REQUIRED TASK A
Report every line in the rows below that contains the string "instance", matching case exactly.

SELECTED PASSAGE

--- begin ---

PTP Grandmaster Failover Clock-Step Slippage Playbook

Date: 2026-03-25
Category: research
Audience: low-latency execution operators with PTP/NTP-synchronized trading stacks

Why this note

Many slippage models assume timestamps are trustworthy enough to align signal, decision, and fill events.

That assumption breaks during time-sync regime transitions (PTP grandmaster failover, BMCA re-election, bad holdover, sudden NTP step correction). When local clocks step or rapidly slew, you can get:

causal misordering (fill appears before child send),
stale alpha acceptance (signal-age gate bypass),
broken queue/latency attribution,
and wrong emergency behavior (controller believes it is “fast” while actually blind).

This is a hidden source of tail slippage because execution policy still looks normal while time integrity is degraded.

--- end ---

SUPPLIED DATA
--- begin ---

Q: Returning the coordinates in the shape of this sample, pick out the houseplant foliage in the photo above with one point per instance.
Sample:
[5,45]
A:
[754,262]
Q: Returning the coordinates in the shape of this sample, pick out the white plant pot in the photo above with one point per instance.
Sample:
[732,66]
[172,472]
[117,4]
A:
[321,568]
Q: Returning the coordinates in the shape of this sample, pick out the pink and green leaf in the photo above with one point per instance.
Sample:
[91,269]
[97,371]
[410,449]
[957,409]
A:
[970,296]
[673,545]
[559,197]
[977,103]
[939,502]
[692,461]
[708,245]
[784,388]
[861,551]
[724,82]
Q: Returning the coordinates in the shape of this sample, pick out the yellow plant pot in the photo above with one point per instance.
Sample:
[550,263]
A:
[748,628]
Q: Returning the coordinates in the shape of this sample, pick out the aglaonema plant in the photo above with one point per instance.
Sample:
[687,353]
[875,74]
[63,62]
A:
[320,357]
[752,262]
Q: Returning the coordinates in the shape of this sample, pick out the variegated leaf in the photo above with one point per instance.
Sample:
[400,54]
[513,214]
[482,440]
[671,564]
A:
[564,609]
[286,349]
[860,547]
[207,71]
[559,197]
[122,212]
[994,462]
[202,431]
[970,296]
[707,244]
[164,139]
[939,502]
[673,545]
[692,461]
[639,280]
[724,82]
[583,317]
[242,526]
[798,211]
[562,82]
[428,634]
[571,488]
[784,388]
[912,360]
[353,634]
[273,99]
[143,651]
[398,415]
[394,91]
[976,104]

--- end ---

REQUIRED TASK B
Print the stretch of the PTP failover note from "causal misordering (fill" through "while actually blind).", word for word.

RESPONSE A
Q: Returning the coordinates in the shape of this sample, pick out the houseplant foliage in the photo above with one point per instance.
Q: Returning the coordinates in the shape of this sample, pick out the white plant pot in the photo above with one point per instance.
Q: Returning the coordinates in the shape of this sample, pick out the pink and green leaf in the photo above with one point per instance.
Q: Returning the coordinates in the shape of this sample, pick out the yellow plant pot in the photo above with one point per instance.
Q: Returning the coordinates in the shape of this sample, pick out the aglaonema plant in the photo above with one point per instance.
Q: Returning the coordinates in the shape of this sample, pick out the variegated leaf in the photo above with one point per instance.

RESPONSE B
causal misordering (fill appears before child send),
stale alpha acceptance (signal-age gate bypass),
broken queue/latency attribution,
and wrong emergency behavior (controller believes it is “fast” while actually blind).